* EXERCISE DIRECTIONS
Repeat, exactly and alone, every line from the line that contains "of the dark" to the end of the entries.
[start of MATERIAL FOR THIS EXERCISE]
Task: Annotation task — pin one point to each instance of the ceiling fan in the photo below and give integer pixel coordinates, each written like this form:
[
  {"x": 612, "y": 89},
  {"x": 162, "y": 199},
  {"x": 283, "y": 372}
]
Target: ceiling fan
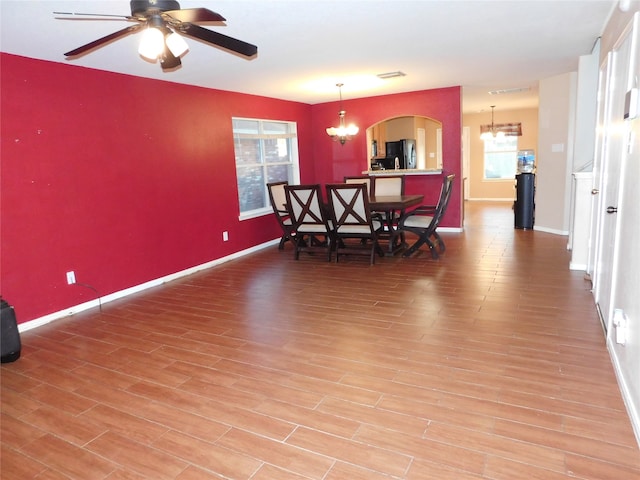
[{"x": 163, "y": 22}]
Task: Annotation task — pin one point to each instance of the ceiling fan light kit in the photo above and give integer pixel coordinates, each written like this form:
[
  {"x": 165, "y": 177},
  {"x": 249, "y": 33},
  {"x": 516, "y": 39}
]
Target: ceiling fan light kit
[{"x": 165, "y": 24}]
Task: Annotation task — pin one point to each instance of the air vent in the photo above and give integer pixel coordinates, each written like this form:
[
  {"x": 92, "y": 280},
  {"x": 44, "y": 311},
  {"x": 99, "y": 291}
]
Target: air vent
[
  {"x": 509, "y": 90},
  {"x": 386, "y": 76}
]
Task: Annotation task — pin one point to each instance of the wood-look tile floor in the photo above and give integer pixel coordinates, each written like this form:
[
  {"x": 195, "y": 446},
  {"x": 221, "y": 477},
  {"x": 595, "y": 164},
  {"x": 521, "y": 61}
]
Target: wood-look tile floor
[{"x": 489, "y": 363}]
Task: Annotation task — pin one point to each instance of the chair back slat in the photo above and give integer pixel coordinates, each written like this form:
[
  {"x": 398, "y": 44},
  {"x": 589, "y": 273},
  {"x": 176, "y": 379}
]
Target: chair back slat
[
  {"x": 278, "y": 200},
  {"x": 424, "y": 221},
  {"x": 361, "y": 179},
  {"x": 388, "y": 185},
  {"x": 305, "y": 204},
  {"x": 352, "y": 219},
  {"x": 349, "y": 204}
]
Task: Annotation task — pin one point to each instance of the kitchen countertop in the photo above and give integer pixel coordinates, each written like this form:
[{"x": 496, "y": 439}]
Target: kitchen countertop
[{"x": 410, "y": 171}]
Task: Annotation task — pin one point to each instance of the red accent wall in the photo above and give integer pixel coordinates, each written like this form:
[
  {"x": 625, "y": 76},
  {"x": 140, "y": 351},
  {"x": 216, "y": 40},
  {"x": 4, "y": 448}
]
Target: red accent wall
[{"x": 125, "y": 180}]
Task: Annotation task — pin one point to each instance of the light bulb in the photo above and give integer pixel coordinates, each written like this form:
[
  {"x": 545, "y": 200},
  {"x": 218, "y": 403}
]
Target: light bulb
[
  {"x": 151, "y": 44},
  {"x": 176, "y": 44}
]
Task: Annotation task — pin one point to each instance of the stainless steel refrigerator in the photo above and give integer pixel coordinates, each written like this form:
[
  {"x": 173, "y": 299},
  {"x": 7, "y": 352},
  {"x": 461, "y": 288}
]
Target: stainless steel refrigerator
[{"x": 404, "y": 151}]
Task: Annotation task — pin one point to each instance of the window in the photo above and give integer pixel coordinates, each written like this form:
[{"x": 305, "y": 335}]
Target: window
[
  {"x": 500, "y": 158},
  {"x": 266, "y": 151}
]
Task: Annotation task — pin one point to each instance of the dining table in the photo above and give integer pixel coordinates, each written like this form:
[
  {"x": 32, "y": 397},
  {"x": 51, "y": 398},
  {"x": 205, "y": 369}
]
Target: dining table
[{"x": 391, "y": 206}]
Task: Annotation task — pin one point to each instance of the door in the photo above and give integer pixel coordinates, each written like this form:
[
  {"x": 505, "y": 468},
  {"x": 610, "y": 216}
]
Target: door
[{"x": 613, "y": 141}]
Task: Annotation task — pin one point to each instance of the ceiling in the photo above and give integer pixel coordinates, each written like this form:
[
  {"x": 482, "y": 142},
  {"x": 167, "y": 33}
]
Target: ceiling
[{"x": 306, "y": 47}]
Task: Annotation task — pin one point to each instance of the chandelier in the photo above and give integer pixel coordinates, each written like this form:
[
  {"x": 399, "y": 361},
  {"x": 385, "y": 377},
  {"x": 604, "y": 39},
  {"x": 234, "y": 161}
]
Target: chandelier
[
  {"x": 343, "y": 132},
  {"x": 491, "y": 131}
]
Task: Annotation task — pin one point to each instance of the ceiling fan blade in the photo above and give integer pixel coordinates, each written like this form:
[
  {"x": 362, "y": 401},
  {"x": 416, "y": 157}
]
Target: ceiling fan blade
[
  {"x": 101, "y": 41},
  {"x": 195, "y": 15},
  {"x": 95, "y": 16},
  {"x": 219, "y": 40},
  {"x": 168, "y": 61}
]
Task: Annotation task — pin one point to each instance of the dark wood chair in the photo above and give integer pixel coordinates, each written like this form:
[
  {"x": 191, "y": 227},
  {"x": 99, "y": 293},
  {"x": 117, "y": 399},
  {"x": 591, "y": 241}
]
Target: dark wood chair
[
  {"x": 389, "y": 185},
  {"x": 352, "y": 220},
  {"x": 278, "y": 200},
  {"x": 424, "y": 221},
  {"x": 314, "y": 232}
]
[end of MATERIAL FOR THIS EXERCISE]
* ANSWER FOR THIS EXERCISE
Task: Annotation task — pin one point to each instance of the dark wood chair in the photo above and give integer pixel coordinates, each written like this form:
[
  {"x": 191, "y": 227},
  {"x": 99, "y": 293},
  {"x": 117, "y": 399},
  {"x": 591, "y": 241}
]
Target: dark wood chair
[
  {"x": 389, "y": 185},
  {"x": 352, "y": 220},
  {"x": 278, "y": 200},
  {"x": 424, "y": 221},
  {"x": 314, "y": 232}
]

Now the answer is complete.